++++ Texte de la page

Foucault prend comme exemples de ces positivités érigées en systèmes, la folie et la maladie mentale « qui se superposent dans le système institutionnel et scientifique de la psychiatrie ». Il en va de même pour les procédés punitifs, l’emprisonnement et la discipline pénitentiaire qui viennent s’articuler dans un système pénal. Il cite aussi la sexualité : « Ce n’était pas plus donné que le désir, la concupiscence, le comportement sexuel des individus doivent effectivement s’articuler les uns sur les autres dans un système de savoir et de normalité appelé sexualité. »
L’attitude critique de Foucault va contre les évidences du donné. Elles nous sont données comme systèmes à partir desquels se construisent des formes de pouvoir qui ne sont jamais analysées comme n’allant pas de soi. Bien au contraire, sont-elles acceptées sans que l’on interroge les conditions de leur acceptabilité. Or, poursuit Foucault, « bien des éléments acceptés, bien des conditions d’acceptabilité peuvent avoir derrière eux une longue carrière. » Ce qu’il s’agit dès lors d’entreprendre est de saisir dans ces positivités « des singularités pures » :
Ni incarnation d’une essence, ni individualisation d’une espèce : singularité que la folie dans le monde occidental moderne, singularité absolue que la sexualité, singularité absolue que le système juridico-moral de nos punitions. »

++++++++

--- Consignes ---
**A.** D'après le texte sur Foucault, pourquoi son attitude critique va-t-elle contre les évidences du donné ? Répondez en une à trois phrases.
**B.** Poursuivez le texte sur la critique de Foucault à partir de sa dernière phrase.

++++ Données fournies

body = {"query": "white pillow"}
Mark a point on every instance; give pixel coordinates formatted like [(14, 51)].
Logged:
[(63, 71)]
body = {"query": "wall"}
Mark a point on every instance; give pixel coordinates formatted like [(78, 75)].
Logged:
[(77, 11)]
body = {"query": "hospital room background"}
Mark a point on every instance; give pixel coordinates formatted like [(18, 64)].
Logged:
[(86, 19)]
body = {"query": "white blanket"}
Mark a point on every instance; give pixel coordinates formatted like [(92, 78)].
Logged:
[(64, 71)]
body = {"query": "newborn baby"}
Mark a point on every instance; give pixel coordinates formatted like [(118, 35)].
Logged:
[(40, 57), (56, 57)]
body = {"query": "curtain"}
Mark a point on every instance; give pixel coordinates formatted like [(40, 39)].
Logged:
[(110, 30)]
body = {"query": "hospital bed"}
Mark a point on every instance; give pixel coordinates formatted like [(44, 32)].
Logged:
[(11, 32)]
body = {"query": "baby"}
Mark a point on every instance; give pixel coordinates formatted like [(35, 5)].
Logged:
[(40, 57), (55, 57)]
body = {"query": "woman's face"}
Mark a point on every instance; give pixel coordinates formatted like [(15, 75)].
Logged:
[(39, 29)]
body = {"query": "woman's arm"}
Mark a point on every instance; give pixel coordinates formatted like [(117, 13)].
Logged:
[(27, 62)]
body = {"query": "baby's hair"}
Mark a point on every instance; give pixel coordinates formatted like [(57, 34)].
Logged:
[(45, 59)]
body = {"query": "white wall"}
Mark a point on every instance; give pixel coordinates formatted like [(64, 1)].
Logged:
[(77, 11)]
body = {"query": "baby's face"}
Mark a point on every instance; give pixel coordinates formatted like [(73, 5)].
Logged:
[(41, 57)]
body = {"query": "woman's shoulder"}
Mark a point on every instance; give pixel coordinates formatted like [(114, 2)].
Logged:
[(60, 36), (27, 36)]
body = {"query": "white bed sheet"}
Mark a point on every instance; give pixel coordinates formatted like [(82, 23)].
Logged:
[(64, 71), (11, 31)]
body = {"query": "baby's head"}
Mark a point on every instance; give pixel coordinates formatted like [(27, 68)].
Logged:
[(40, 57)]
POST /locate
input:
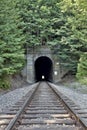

++++++++

--- Réponses ---
**A.** Ces évidences nous sont données comme des systèmes à partir desquels se construisent des formes de pouvoir. Ces formes de pouvoir ne sont jamais analysées comme n'allant pas de soi. Elles sont acceptées sans que l'on interroge les conditions de leur acceptabilité.

**B.**
Dans son ouvrage, La psychanalyse : une érotologie de passage, Allouch indique en quoi Lacan se montre foucaldien. Lacan n’est pas une thèse, nous dit-il, « ça n’est pas un « système de pensée », c’est un frayage, c’est un mouvement, c’est un parcours. » Á lire ces lignes, on croirait Foucault parlant de son propre itinéraire. Allouch donne ses arguments :
Ainsi, quand il délaisse comme une vieille peau l’intersubjectivité ou la parole pleine, ou le désir défini hégeliennement comme le désir de l’Autre, ou le statut paradigmatique d’RSI, le voyons-nous en effet s’écarter lui-même de lui-même, penser contre lui-même, et avec un certain Freud, celui de la résistance à la norme.
Voilà la norme revenue ici sous une forme différente de celle que Foucault utilise quand il parle de positivités. Cette façon de Lacan de penser contre lui-même ressemble fort à celle de Foucault quand il donne comme tâche au philosophe d’avoir à se déprendre de lui-même. Pour se déprendre de soi, encore faut-il que, dans le rapport de soi à soi dont parle Foucault, intervienne le courage de ne plus savoir ce qui, dans un premier abord, avait été accepté comme su. Et, si comme nous l’avons vu, le courage du non-savoir rejoint le courage de savoir pour peu que ce savoir soit épousseté par la balayette de l’attitude critique, ici le courage du non-savoir revient à se déprendre de ce qui nous a été donné comme corps de connaissance légitime et acceptable.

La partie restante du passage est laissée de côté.